## SET PROBLEM
Select and copy each line in the listing below that contains the word "yarn".

## GIVEN DATA
━━━━━━━━━━━━━━━━
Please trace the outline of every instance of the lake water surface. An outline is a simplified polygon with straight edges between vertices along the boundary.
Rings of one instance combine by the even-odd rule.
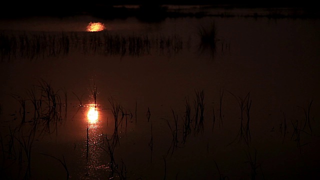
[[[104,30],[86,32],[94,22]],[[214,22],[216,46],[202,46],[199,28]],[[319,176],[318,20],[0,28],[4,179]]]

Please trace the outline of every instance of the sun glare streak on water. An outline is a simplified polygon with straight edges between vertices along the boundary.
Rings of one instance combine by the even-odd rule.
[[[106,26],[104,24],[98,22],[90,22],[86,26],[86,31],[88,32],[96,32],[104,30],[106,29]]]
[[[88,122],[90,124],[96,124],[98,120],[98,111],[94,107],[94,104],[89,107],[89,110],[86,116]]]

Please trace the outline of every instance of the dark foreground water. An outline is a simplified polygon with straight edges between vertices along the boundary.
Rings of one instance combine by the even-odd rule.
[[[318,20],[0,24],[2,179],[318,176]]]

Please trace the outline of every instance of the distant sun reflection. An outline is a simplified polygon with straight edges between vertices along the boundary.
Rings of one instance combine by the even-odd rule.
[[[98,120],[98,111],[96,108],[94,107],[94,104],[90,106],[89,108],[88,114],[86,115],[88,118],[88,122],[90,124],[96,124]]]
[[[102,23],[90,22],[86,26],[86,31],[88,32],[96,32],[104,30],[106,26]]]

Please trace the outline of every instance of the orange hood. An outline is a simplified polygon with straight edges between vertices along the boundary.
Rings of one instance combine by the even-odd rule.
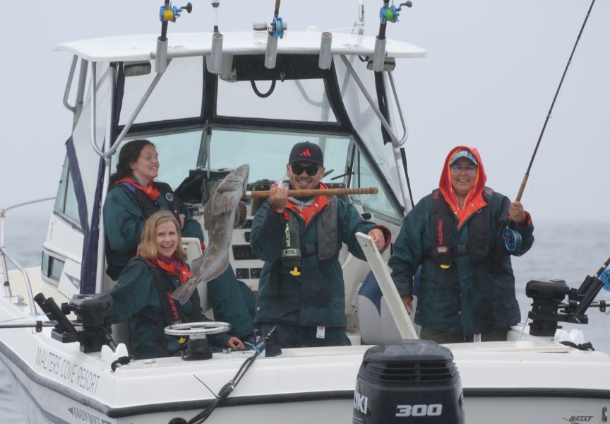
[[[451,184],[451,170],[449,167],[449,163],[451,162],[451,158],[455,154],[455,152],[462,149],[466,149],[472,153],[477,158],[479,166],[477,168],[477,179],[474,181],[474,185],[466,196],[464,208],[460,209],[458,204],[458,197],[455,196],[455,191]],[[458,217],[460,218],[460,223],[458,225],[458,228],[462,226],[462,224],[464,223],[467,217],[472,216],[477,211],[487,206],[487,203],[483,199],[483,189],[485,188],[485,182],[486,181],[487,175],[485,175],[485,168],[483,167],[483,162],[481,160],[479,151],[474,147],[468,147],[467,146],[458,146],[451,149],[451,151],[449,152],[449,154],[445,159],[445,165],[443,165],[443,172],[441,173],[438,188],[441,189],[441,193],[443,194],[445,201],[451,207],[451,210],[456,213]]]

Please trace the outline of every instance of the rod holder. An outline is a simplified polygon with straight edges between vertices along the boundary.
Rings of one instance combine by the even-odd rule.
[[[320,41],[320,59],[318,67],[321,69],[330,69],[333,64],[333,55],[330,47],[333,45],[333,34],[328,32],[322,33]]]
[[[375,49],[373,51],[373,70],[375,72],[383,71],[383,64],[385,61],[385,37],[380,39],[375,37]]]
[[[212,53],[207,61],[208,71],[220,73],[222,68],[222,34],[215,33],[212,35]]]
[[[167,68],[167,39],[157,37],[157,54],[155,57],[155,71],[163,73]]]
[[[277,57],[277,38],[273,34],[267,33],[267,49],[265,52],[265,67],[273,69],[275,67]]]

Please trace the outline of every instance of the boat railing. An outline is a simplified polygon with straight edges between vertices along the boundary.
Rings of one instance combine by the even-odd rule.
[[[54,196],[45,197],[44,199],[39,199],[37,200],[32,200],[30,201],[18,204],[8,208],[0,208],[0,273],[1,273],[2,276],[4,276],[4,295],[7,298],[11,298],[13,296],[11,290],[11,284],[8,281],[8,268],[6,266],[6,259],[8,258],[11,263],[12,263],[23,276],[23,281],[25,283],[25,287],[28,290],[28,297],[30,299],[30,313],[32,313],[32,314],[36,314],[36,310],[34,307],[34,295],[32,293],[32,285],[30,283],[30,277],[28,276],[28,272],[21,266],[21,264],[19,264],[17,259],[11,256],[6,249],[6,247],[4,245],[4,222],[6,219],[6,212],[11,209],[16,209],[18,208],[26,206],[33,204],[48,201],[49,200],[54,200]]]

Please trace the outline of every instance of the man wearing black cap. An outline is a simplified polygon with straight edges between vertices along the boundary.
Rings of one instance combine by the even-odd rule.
━━━━━━━━━━━━━━━━
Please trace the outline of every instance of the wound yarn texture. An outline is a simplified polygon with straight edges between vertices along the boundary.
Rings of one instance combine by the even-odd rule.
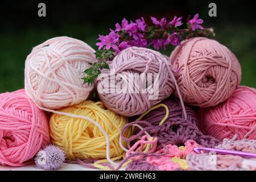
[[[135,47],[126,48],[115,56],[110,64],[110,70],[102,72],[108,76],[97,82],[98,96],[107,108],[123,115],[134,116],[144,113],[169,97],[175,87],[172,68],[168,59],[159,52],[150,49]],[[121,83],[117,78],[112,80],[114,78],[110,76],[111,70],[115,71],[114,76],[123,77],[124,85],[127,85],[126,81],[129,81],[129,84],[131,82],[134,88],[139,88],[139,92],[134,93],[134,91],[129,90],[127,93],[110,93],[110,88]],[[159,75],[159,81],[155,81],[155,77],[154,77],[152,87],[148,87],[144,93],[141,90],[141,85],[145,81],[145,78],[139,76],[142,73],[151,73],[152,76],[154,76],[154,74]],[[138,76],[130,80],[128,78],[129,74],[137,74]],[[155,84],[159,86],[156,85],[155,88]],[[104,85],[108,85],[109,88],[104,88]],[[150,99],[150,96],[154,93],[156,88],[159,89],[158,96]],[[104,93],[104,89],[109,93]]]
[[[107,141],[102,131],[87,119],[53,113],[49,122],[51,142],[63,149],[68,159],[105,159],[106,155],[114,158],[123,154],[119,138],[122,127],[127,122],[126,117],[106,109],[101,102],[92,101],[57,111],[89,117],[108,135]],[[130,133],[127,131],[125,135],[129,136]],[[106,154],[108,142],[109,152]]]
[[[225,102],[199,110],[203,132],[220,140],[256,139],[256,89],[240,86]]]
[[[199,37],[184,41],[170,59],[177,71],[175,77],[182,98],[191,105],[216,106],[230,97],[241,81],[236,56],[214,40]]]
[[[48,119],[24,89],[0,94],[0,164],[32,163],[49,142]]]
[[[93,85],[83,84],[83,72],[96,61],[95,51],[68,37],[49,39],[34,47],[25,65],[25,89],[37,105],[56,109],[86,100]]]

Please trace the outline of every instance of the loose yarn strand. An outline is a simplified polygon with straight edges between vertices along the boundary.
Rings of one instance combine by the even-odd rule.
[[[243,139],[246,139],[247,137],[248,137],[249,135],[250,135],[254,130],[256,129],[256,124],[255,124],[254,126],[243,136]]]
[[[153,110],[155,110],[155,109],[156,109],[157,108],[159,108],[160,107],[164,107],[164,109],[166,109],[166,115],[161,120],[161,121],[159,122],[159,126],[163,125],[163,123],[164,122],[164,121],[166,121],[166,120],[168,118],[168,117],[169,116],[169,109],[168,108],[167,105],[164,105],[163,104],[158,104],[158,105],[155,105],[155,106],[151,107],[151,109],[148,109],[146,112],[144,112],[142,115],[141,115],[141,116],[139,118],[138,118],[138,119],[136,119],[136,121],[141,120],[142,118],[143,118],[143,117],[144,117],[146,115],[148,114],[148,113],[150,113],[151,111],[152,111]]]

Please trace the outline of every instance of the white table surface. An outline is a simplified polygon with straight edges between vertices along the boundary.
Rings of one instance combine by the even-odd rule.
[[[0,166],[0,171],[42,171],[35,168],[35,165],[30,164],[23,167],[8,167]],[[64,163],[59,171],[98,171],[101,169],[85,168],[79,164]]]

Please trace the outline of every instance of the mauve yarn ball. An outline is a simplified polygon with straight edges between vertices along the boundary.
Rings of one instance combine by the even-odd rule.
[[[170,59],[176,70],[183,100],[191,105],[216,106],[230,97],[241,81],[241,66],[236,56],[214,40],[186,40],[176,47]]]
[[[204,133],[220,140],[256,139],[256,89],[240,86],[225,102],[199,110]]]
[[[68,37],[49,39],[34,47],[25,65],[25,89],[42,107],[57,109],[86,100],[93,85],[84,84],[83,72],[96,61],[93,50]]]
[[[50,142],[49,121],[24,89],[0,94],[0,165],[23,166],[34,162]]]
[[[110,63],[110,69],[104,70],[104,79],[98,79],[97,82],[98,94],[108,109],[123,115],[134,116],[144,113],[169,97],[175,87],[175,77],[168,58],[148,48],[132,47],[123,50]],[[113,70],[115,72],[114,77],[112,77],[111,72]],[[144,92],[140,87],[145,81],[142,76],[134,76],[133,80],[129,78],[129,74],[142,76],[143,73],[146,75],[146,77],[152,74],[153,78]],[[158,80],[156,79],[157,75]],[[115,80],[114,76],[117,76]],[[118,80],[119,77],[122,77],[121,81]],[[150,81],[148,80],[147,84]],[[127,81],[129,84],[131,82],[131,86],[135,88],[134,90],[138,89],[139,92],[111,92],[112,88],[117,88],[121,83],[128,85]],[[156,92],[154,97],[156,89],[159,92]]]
━━━━━━━━━━━━━━━━
## REPLY
Please trace the outline of every instance of the wound yarn texture. An outline is a simplified polygon with straight edges between vertices along the boundary.
Please trace the outline of every instance of the loose yarn strand. An outline is a simplified polygon with straight edges between vertices along the boundary.
Please trace the outline of every instance of the mauve yarn ball. An outline is a simplified polygon with straight edges between vertices along the boundary.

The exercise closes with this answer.